_GIVEN DATA_:
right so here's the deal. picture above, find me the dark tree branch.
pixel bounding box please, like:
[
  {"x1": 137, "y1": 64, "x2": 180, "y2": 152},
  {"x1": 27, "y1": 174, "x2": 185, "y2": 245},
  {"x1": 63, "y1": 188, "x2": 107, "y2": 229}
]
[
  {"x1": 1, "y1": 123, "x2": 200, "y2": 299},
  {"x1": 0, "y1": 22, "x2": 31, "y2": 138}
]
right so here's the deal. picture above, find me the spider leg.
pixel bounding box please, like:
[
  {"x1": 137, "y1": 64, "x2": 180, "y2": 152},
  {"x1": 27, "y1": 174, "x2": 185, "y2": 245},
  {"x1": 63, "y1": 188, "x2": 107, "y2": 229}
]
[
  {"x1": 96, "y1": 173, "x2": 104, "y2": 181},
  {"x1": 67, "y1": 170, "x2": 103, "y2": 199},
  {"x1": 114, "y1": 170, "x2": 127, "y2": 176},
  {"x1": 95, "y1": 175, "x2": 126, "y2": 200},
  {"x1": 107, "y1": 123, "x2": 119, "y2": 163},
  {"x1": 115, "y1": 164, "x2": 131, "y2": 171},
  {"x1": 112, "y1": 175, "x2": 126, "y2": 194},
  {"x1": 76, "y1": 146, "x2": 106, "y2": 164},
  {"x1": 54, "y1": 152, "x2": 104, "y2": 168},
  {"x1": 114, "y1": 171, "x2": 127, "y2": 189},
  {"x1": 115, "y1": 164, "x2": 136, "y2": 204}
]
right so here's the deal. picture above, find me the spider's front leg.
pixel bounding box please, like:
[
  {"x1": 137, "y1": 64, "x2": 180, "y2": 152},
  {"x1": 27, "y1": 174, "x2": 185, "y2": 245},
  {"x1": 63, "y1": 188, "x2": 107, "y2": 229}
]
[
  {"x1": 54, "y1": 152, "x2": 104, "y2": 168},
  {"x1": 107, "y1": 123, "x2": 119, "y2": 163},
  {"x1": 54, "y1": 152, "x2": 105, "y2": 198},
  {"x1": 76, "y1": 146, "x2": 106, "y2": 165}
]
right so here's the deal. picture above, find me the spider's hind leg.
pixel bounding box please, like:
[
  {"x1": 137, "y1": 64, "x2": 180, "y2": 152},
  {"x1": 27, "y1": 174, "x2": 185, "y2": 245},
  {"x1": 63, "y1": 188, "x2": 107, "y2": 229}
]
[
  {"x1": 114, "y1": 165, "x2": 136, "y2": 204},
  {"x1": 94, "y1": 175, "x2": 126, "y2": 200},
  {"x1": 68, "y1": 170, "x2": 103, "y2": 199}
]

_TASK TO CARRY OUT_: Copy out the full set of entries without altering anything.

_EXERCISE SOLUTION_:
right so here's the deal. picture above, find me the dark tree branch.
pixel bounding box please, like:
[
  {"x1": 137, "y1": 64, "x2": 180, "y2": 152},
  {"x1": 27, "y1": 174, "x2": 185, "y2": 245},
  {"x1": 63, "y1": 188, "x2": 107, "y2": 229}
]
[
  {"x1": 1, "y1": 123, "x2": 200, "y2": 299},
  {"x1": 0, "y1": 22, "x2": 31, "y2": 138}
]
right so here's the deal. picture above, find me the spider leg.
pixel bounding box please, like:
[
  {"x1": 137, "y1": 64, "x2": 180, "y2": 152},
  {"x1": 27, "y1": 174, "x2": 185, "y2": 245},
  {"x1": 63, "y1": 188, "x2": 107, "y2": 229}
]
[
  {"x1": 96, "y1": 173, "x2": 104, "y2": 181},
  {"x1": 67, "y1": 170, "x2": 103, "y2": 199},
  {"x1": 114, "y1": 170, "x2": 127, "y2": 176},
  {"x1": 95, "y1": 175, "x2": 126, "y2": 200},
  {"x1": 107, "y1": 123, "x2": 119, "y2": 163},
  {"x1": 115, "y1": 164, "x2": 131, "y2": 171},
  {"x1": 112, "y1": 175, "x2": 126, "y2": 194},
  {"x1": 76, "y1": 146, "x2": 106, "y2": 164},
  {"x1": 54, "y1": 152, "x2": 104, "y2": 168},
  {"x1": 114, "y1": 171, "x2": 127, "y2": 189},
  {"x1": 115, "y1": 164, "x2": 136, "y2": 204}
]
right so here's the deal. picture above, find me the spider's front leg.
pixel bounding box please, like:
[
  {"x1": 137, "y1": 64, "x2": 180, "y2": 152},
  {"x1": 27, "y1": 174, "x2": 185, "y2": 245},
  {"x1": 63, "y1": 188, "x2": 107, "y2": 229}
]
[
  {"x1": 54, "y1": 152, "x2": 104, "y2": 168},
  {"x1": 107, "y1": 123, "x2": 119, "y2": 163},
  {"x1": 54, "y1": 152, "x2": 105, "y2": 198},
  {"x1": 76, "y1": 146, "x2": 106, "y2": 165}
]
right so here's the deal. picture above, find me the spider's hind leg.
pixel bounding box please, like:
[
  {"x1": 137, "y1": 64, "x2": 180, "y2": 152},
  {"x1": 27, "y1": 174, "x2": 185, "y2": 245},
  {"x1": 63, "y1": 188, "x2": 107, "y2": 229}
]
[
  {"x1": 114, "y1": 165, "x2": 136, "y2": 204},
  {"x1": 94, "y1": 175, "x2": 126, "y2": 200},
  {"x1": 68, "y1": 170, "x2": 103, "y2": 199}
]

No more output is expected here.